== STATED GOAL ==
Rewrite the rows below, replacing "sub-elements" with "child elements" and leaving everything else unchanged.

+ + + + +

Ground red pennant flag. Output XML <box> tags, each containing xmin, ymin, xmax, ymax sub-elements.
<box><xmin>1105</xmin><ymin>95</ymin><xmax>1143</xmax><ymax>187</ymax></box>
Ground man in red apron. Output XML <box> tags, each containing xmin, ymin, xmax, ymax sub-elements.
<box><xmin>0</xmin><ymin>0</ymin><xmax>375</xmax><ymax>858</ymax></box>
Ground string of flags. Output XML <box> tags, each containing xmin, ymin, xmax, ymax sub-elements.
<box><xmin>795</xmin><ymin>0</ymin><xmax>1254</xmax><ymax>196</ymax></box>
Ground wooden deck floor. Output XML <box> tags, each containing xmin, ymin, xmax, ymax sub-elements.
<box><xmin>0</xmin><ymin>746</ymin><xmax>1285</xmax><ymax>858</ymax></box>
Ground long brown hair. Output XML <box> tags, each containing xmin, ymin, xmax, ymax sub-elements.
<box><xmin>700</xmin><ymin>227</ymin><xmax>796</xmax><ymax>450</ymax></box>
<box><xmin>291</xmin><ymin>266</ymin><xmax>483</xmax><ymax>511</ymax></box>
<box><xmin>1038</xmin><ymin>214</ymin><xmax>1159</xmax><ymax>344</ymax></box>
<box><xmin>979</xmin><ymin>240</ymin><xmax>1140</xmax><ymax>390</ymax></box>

+ + + + +

== SOLUTION TO THIS EXERCISE ==
Ground red pennant flag. Output XML <box> tags, each containing xmin, ymin, xmax, ymax child elements.
<box><xmin>1105</xmin><ymin>95</ymin><xmax>1143</xmax><ymax>187</ymax></box>
Ground man in red apron. Output XML <box> tags, each containing xmin, ymin, xmax, ymax child elements.
<box><xmin>0</xmin><ymin>0</ymin><xmax>375</xmax><ymax>858</ymax></box>
Ground string of flags. Output XML <box> tags, each containing xmin, ymin, xmax, ymax child elements.
<box><xmin>795</xmin><ymin>0</ymin><xmax>1254</xmax><ymax>196</ymax></box>
Ground wooden deck floor. Output XML <box> tags, each containing xmin, ymin, xmax, ymax child elements.
<box><xmin>0</xmin><ymin>746</ymin><xmax>1285</xmax><ymax>858</ymax></box>
Ground long brown hair. Output XML <box> tags, each containing xmin, ymin, xmax, ymax child elements.
<box><xmin>700</xmin><ymin>227</ymin><xmax>796</xmax><ymax>450</ymax></box>
<box><xmin>291</xmin><ymin>266</ymin><xmax>483</xmax><ymax>511</ymax></box>
<box><xmin>1038</xmin><ymin>214</ymin><xmax>1159</xmax><ymax>344</ymax></box>
<box><xmin>979</xmin><ymin>240</ymin><xmax>1140</xmax><ymax>390</ymax></box>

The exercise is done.